%%

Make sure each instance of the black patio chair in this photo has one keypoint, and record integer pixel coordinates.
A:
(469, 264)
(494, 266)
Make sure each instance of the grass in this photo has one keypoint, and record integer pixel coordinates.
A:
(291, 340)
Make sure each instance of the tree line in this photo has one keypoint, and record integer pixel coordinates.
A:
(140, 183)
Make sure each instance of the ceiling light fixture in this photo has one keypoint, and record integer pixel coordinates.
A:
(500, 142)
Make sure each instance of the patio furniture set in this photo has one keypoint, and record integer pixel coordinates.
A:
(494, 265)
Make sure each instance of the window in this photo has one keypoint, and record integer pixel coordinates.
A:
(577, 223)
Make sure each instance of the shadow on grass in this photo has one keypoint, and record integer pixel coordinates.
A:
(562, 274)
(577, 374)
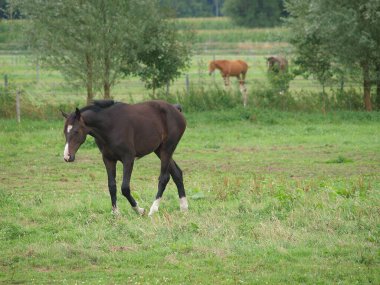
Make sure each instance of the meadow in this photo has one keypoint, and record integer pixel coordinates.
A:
(214, 39)
(274, 197)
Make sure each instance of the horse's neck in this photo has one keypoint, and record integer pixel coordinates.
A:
(95, 122)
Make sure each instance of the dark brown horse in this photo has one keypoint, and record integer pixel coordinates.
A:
(124, 132)
(228, 68)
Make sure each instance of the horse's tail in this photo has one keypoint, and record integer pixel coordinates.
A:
(178, 107)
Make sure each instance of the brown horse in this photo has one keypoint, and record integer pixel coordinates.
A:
(235, 68)
(277, 64)
(124, 132)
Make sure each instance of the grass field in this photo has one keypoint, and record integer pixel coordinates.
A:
(215, 38)
(275, 198)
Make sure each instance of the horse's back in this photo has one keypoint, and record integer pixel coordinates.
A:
(159, 113)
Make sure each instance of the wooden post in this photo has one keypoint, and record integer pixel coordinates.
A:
(18, 113)
(187, 84)
(38, 71)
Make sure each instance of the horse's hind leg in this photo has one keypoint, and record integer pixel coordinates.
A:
(125, 187)
(162, 180)
(176, 174)
(111, 173)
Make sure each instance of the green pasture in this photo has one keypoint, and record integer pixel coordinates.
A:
(274, 197)
(44, 86)
(214, 38)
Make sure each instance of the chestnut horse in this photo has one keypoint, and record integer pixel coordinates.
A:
(235, 68)
(124, 132)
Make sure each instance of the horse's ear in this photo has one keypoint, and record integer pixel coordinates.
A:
(64, 114)
(77, 114)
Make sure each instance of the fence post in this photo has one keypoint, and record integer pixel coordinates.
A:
(38, 71)
(18, 113)
(167, 88)
(187, 84)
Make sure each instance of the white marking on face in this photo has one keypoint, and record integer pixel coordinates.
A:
(154, 207)
(66, 155)
(184, 206)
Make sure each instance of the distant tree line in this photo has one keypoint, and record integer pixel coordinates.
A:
(250, 13)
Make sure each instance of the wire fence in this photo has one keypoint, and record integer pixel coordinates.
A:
(22, 72)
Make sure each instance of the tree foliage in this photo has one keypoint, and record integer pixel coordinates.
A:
(94, 43)
(162, 55)
(328, 34)
(194, 8)
(254, 13)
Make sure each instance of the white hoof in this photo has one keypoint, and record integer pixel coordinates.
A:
(184, 206)
(115, 211)
(138, 210)
(154, 208)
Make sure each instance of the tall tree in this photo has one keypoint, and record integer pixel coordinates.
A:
(254, 13)
(92, 42)
(162, 55)
(347, 33)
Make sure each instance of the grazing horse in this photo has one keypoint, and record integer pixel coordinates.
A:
(124, 132)
(277, 64)
(229, 68)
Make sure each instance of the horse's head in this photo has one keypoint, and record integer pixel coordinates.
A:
(75, 132)
(211, 67)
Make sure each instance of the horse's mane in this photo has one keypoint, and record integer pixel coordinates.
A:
(98, 105)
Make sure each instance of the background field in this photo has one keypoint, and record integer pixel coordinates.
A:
(215, 38)
(274, 198)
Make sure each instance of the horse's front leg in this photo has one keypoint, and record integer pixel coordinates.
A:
(111, 173)
(125, 187)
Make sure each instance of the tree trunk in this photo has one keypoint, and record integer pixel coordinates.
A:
(90, 92)
(106, 79)
(366, 87)
(107, 90)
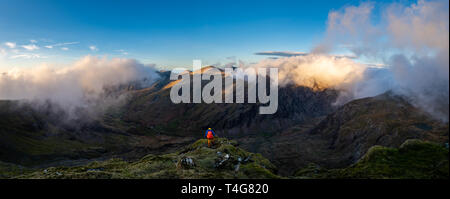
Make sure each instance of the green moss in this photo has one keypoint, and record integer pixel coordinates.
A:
(415, 159)
(170, 165)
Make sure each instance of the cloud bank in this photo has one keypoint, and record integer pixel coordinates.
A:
(85, 83)
(411, 41)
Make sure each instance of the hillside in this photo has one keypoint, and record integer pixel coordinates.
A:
(224, 160)
(414, 159)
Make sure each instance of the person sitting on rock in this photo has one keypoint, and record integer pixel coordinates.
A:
(209, 134)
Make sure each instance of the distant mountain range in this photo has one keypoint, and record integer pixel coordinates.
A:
(307, 130)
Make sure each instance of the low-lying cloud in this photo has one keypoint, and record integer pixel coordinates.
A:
(81, 85)
(411, 42)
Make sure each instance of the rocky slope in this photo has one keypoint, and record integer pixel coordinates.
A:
(414, 159)
(223, 160)
(343, 137)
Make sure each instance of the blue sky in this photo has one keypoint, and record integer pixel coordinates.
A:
(167, 33)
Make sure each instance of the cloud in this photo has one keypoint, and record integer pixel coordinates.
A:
(121, 51)
(83, 84)
(61, 44)
(273, 54)
(27, 56)
(10, 44)
(30, 47)
(317, 71)
(412, 41)
(93, 48)
(281, 53)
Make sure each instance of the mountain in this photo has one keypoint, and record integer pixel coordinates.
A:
(344, 136)
(308, 128)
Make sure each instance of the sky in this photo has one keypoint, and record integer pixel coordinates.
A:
(166, 33)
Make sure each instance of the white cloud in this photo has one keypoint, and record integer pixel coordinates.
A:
(79, 85)
(27, 56)
(123, 52)
(30, 47)
(10, 44)
(60, 44)
(93, 48)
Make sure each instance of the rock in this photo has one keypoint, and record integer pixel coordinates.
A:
(186, 163)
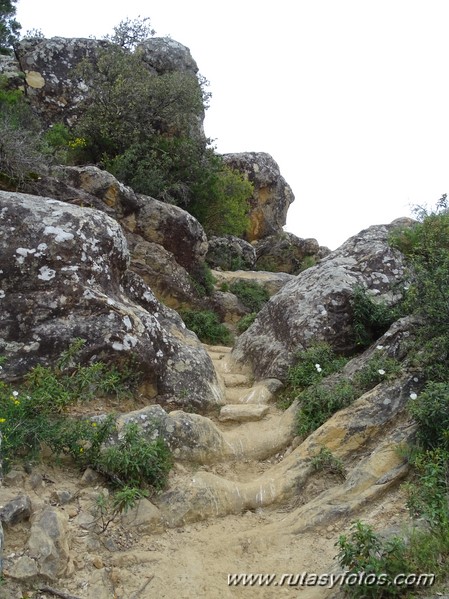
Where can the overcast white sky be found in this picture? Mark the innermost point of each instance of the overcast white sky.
(350, 97)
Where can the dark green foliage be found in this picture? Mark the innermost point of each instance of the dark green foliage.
(20, 155)
(130, 32)
(371, 319)
(251, 294)
(319, 402)
(207, 326)
(9, 27)
(364, 551)
(430, 410)
(135, 461)
(246, 321)
(313, 364)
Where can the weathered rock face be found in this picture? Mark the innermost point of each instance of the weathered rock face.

%%

Work required:
The result should be a word-for-word restatement of all the data, without images.

Answer space:
Make sure each instance of the black patio chair in this photo has one keypoint, and record integer pixel coordinates.
A:
(469, 264)
(494, 266)
Make sure each instance of the grass in this photo has one keypoint, and record integer pixel coordinates.
A:
(291, 340)
Make sure each instance of the tree line in this photo has one keypoint, and record integer pixel coordinates.
A:
(140, 183)
Make sure each instance of the ceiling light fixture in this photo has one keypoint, and record integer pixel coordinates.
A:
(500, 142)
Make sure each instance of the patio furniture set in this photo has one keypoint, and record integer pixel coordinates.
A:
(494, 265)
Make sure each instance of the window in this photo has one keypoint, and record integer pixel coordinates.
A:
(577, 223)
Make sure each instance of the shadow on grass in this photo has one keypoint, and record integer pixel coordinates.
A:
(562, 274)
(577, 374)
Make sure each instance of the meadow in this photo has one keypoint, and record integer pixel coordinates.
A:
(214, 39)
(274, 197)
Make sure each instance of the horse's neck in this photo has one keypoint, and record integer pixel coordinates.
A:
(95, 122)
Make sure each instance of the dark brown horse in this photo has one keypoint, and record integer pixel coordinates.
A:
(124, 132)
(228, 68)
Make sure each instance of the horse's tail in this photo has one keypoint, and record integer pixel coordinates.
A:
(178, 107)
Make sure each instance of the brown horse in this photo has one keypoint, and record integer pixel coordinates.
A:
(235, 68)
(277, 64)
(124, 132)
Make sure each instance of the grass field in this photo has one keypoint, and record integer pixel coordinates.
A:
(215, 38)
(275, 198)
Make sure each instance of the horse's back in this photo has one keypoint, and record integer pixel coordinates.
A:
(159, 113)
Make sure each instance of the wooden post in this photo has one keypoint, and record integer pixel coordinates.
A:
(18, 113)
(187, 84)
(38, 71)
Make sure each instance of the horse's hind leg in this photo has one keypoint, and record integer pixel coordinates.
A:
(125, 187)
(162, 180)
(176, 174)
(111, 173)
Make sure each instance of the green pasture in this photo has one keypoint, and record integer pixel coordinates.
A:
(274, 197)
(44, 86)
(214, 38)
Make sure each instance of the chestnut horse in this photo has one keypoint, and record integer pixel coordinates.
A:
(235, 68)
(124, 132)
Make sure each instance of the horse's ear in this photo has one keypoint, and record integer pixel coordinates.
A:
(64, 114)
(77, 114)
Make sure each instance of the fence post in this photo has one keypoint, and record integer pixel coordinates.
A:
(38, 71)
(18, 113)
(167, 88)
(187, 84)
Make sure each instance of the white marking on face in this photo has one keypoint, and record integer pixel coordinates.
A:
(154, 207)
(66, 155)
(184, 206)
Make sure each instance of the distant tree line in this photo has one keypoint, and record integer pixel coordinates.
A:
(250, 13)
Make sure each instance of the wire fence in this photo has one keypoint, and record integer pixel coordinates.
A:
(22, 72)
Make sure each instance of the tree foliage in this photo has one keypoint, and record integer pixel coordinates.
A:
(94, 43)
(162, 55)
(328, 34)
(194, 8)
(254, 13)
Make sure each instance of the white hoof in this photo has one keypoint, and record integer pixel coordinates.
A:
(184, 206)
(115, 211)
(138, 210)
(154, 208)
Make sure each instance of the tall tree in this photo has one keypoint, and record integer pixel coordinates.
A:
(254, 13)
(92, 42)
(162, 55)
(347, 33)
Make sure each instance of the grazing horse in this photo has one keypoint, and record integer pixel coordinates.
A:
(124, 132)
(277, 64)
(229, 68)
Make sure each instance of the horse's head in this photo has one keypoint, and record integer pixel coordinates.
A:
(75, 132)
(211, 67)
Make sure each instance of the horse's mane in this photo has one keypoint, and record integer pixel coordinates.
A:
(98, 105)
Make sure each instance of the background field in this photo has one keypoint, and record integer pixel coordinates.
A:
(215, 38)
(274, 198)
Make sure each instance of the horse's front leg in this photo has one keypoint, and record integer pixel coordinates.
A:
(111, 173)
(125, 187)
Make sure each instance of the tree trunk in this photo has one keypoint, and record integer pixel coordinates.
A:
(90, 92)
(106, 79)
(366, 87)
(107, 90)
Make sure each instance of the green moss in this photo has one keypoint, and record integer pixel coordinates.
A:
(415, 159)
(170, 165)
Make sure each instance of the cloud bank in this photo has one keypoint, and record integer pixel coordinates.
A:
(85, 83)
(411, 41)
Make sure each instance of the hillside in this photo has one keypoint, and record integer pixel coordinates.
A:
(224, 160)
(414, 159)
Make sure each instance of the person sitting on rock in this photo has one keypoint, and record integer pixel coordinates.
A:
(209, 134)
Make sure each instance of the distant mountain range in this photo has one keypoint, and record integer pixel coordinates.
A:
(307, 130)
Make sure each instance of the low-lying cloud in this photo has one keypoint, and record integer pixel coordinates.
A:
(81, 85)
(411, 42)
Make sure each instance of the rocky slope in this photo has one keypoint, and record integer pixel coordinates.
A:
(414, 159)
(223, 160)
(343, 137)
Make sure each instance of the blue sky in this photo has one keypoint, and record integer pixel coordinates.
A:
(167, 33)
Make sure each instance of the cloud in this photo has one keypoint, and record integer pixel coordinates.
A:
(121, 51)
(83, 84)
(61, 44)
(273, 54)
(27, 56)
(10, 44)
(30, 47)
(317, 71)
(412, 41)
(93, 48)
(281, 53)
Make sure each instance of the mountain in this photo has one keypoint, and record integer pixel coordinates.
A:
(344, 136)
(308, 128)
Make sure each instance of the sky in this photo has one keypoint, and record integer pixel coordinates.
A:
(166, 33)
Make sure each instance of the white cloud in this photo has one keypoint, and record integer pixel coordinates.
A:
(79, 85)
(27, 56)
(123, 52)
(30, 47)
(10, 44)
(60, 44)
(93, 48)
Make sure each instance of the rock in this photo has one keypoint, and record integer pixel coordinates.
A:
(186, 163)
Where can the overcast white sky be found in this picture? Mark the innermost point of each instance of the overcast white sky.
(350, 97)
Where can the dark green foliage be found in this picture? Mark the innermost point of each instance of the dark green foliage.
(20, 155)
(130, 32)
(371, 319)
(251, 294)
(319, 402)
(207, 326)
(9, 27)
(364, 551)
(430, 410)
(135, 461)
(246, 321)
(313, 364)
Where can the weathered rock face be found in this picture? Mark the innermost point of each instance of the weathered rock face.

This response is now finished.